**TASK INSTRUCTIONS**
The lines to return are those below that contain the word "mirror".
------------------------------------------------------------
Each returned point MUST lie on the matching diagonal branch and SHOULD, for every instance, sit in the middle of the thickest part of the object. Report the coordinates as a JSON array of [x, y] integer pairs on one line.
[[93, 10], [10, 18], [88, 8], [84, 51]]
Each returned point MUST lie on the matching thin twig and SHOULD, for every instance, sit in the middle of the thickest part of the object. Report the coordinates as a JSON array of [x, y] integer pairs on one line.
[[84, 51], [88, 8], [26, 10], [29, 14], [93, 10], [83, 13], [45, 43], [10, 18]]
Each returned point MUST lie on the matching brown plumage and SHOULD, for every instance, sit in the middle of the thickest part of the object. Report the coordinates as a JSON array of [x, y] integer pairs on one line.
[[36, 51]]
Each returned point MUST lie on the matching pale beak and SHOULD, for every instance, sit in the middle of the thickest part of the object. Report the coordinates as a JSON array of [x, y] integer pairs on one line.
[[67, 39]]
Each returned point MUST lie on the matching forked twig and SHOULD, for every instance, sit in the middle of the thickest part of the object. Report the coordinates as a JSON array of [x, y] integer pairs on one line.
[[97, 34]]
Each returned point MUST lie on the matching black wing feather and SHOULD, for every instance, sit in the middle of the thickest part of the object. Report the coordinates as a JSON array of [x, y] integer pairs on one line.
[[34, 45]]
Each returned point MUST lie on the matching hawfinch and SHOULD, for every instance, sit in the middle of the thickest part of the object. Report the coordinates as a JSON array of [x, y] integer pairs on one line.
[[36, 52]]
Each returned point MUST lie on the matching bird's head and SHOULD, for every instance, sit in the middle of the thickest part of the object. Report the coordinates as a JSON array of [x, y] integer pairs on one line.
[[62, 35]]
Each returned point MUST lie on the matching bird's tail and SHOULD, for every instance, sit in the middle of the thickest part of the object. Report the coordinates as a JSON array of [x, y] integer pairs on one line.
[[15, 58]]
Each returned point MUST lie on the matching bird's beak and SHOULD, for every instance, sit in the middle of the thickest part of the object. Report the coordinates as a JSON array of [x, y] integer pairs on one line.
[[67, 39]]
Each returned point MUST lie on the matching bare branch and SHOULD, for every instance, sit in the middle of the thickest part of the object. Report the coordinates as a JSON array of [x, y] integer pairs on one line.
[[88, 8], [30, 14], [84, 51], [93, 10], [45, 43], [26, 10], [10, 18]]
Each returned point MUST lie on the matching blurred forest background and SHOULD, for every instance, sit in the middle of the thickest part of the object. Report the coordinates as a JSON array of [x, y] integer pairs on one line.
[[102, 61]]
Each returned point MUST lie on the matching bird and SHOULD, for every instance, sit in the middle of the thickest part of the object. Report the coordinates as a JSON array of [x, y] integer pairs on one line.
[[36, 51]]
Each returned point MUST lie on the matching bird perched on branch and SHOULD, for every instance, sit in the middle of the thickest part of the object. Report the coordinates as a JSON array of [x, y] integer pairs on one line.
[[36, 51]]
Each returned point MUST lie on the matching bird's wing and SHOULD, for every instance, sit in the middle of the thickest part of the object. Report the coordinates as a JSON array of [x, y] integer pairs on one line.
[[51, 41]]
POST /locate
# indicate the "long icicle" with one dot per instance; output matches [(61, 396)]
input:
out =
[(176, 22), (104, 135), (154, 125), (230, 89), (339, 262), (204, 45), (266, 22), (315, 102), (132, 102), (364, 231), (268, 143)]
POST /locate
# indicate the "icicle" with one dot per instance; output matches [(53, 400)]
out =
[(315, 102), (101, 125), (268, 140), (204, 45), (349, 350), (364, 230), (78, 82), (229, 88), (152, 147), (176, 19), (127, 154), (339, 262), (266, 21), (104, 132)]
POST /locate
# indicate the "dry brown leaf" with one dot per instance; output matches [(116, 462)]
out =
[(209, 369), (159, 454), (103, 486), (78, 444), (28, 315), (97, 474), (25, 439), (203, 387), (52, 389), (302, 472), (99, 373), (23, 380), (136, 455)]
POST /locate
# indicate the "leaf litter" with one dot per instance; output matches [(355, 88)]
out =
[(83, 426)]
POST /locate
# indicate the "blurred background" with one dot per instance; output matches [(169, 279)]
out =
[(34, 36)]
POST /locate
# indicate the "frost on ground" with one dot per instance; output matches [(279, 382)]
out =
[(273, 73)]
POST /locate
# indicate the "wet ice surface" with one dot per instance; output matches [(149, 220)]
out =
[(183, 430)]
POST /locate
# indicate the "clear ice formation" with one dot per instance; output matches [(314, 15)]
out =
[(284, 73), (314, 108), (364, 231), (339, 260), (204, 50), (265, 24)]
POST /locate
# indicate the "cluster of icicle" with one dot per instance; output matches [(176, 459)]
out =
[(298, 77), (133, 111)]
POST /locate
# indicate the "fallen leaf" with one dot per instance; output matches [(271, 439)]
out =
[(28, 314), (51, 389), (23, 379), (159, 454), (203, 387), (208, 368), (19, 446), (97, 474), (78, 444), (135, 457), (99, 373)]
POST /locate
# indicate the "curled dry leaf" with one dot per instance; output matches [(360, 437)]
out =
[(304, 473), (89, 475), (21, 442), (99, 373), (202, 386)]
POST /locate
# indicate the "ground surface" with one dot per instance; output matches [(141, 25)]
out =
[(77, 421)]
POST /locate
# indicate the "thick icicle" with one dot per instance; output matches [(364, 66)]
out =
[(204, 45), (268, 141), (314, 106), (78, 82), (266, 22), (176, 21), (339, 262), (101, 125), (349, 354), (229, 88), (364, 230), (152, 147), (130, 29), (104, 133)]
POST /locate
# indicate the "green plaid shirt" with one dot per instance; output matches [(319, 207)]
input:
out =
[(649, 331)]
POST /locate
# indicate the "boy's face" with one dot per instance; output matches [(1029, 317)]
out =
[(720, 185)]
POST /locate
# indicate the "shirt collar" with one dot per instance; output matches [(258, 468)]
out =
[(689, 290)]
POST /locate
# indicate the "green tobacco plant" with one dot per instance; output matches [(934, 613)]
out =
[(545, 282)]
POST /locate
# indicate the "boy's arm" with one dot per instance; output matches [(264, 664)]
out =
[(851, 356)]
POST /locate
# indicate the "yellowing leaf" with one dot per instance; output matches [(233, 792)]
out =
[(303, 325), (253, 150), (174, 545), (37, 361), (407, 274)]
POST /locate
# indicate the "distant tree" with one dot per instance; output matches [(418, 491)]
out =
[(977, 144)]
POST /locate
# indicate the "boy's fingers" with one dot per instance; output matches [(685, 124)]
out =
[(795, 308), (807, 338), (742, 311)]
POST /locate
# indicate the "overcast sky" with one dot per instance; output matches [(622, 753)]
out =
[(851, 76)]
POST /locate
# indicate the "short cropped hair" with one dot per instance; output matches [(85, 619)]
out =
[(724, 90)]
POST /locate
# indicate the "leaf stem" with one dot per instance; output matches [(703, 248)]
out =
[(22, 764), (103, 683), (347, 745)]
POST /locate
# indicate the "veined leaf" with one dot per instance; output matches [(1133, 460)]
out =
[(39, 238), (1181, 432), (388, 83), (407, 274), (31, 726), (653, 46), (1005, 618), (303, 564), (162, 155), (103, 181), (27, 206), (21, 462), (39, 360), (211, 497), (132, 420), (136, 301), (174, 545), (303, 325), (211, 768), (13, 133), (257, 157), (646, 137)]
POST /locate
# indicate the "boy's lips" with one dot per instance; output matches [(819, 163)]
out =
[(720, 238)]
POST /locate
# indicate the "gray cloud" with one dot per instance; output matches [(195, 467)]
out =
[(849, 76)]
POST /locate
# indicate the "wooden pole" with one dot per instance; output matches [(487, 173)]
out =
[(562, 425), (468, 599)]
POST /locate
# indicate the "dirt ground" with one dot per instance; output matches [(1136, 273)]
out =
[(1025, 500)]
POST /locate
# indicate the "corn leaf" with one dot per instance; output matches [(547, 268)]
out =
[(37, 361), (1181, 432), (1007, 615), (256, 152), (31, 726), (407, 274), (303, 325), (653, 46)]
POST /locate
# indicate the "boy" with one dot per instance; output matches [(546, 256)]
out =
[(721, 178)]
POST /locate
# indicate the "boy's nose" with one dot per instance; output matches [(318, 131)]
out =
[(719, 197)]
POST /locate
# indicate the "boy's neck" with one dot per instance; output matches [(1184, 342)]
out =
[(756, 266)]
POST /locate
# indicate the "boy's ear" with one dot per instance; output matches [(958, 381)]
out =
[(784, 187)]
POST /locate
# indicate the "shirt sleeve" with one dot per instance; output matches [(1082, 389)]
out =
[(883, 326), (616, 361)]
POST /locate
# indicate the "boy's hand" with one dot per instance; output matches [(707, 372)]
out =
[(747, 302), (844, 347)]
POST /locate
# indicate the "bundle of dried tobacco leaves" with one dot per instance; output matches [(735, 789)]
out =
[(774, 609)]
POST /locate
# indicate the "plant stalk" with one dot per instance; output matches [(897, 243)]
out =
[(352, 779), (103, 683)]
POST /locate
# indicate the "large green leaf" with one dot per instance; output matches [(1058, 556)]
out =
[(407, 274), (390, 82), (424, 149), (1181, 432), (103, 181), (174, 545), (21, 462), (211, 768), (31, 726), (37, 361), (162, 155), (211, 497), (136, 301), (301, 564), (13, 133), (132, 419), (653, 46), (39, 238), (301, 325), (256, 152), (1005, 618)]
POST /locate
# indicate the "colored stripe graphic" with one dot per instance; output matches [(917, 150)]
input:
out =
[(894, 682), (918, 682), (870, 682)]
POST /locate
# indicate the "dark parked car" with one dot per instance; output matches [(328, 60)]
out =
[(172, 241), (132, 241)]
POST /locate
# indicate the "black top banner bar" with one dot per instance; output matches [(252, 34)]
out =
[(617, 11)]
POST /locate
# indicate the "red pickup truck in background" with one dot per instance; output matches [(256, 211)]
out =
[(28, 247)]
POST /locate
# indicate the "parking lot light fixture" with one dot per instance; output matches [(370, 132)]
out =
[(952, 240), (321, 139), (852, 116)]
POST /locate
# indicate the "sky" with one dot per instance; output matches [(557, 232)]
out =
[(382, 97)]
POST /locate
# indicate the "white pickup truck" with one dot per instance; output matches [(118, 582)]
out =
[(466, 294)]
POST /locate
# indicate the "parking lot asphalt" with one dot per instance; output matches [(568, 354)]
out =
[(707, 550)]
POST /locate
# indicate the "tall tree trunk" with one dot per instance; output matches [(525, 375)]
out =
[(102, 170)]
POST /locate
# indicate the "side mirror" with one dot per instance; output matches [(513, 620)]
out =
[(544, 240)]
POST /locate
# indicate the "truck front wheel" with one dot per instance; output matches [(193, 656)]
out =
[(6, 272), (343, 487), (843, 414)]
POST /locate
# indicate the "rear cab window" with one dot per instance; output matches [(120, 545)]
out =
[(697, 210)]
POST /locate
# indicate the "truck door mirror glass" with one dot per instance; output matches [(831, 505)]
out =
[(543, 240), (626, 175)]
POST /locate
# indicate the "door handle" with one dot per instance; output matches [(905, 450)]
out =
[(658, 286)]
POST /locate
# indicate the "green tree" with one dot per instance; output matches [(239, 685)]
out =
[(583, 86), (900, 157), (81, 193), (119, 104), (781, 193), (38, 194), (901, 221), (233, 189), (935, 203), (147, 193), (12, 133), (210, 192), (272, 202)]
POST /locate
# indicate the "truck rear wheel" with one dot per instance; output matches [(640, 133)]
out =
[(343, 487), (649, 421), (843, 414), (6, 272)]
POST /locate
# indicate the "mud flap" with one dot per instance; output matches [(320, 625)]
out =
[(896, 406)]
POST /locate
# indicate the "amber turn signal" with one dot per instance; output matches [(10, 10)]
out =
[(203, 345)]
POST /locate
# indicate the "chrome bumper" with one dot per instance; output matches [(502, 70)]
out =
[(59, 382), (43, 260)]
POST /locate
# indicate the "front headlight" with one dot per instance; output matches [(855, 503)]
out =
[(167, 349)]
------------------------------------------------------------
**ANSWER FOR THE TASK**
# indicate the "side mirror" with one dot per instance; output matches [(513, 620)]
# indicate the "truck door mirror glass" with one dot per instance; output matches [(831, 505)]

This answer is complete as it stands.